• [WRITTEN EXERCISE]
Which lines in the records below contain the word "chalkboard"? Copy out each of those lines.

[Records from a data collection]
--- BEGIN ---

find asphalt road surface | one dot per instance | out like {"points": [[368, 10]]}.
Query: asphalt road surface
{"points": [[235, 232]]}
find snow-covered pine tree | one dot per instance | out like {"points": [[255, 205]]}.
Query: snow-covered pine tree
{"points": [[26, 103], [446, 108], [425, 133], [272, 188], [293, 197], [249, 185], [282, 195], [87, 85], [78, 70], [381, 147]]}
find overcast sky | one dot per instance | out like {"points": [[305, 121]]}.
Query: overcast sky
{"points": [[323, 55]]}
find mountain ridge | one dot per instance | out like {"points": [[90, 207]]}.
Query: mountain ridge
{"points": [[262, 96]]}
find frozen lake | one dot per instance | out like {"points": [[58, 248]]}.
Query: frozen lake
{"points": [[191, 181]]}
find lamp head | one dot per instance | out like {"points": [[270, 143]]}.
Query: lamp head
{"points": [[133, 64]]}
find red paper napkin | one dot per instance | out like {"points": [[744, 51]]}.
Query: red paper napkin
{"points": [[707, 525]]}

--- END ---
--- BEGIN ---

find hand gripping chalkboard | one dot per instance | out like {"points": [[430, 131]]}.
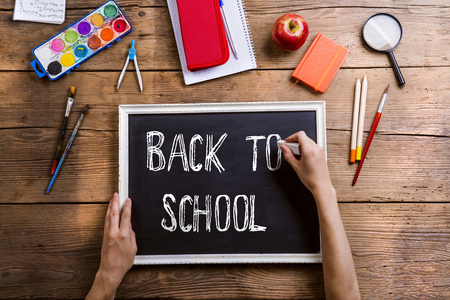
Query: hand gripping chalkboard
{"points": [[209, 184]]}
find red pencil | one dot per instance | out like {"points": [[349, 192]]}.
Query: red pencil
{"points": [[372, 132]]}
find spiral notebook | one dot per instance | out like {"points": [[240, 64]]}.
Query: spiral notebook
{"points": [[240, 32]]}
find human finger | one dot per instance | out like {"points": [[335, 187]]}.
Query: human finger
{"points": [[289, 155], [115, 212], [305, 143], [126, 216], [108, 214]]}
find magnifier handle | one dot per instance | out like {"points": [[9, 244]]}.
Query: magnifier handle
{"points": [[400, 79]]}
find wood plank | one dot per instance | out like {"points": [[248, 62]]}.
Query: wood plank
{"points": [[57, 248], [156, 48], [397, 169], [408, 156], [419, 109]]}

--- END ---

• [WRITTEN ANSWER]
find hand gripping chalkboard | one dot per instance | out like {"points": [[430, 131]]}.
Query: hand gripping chalkboard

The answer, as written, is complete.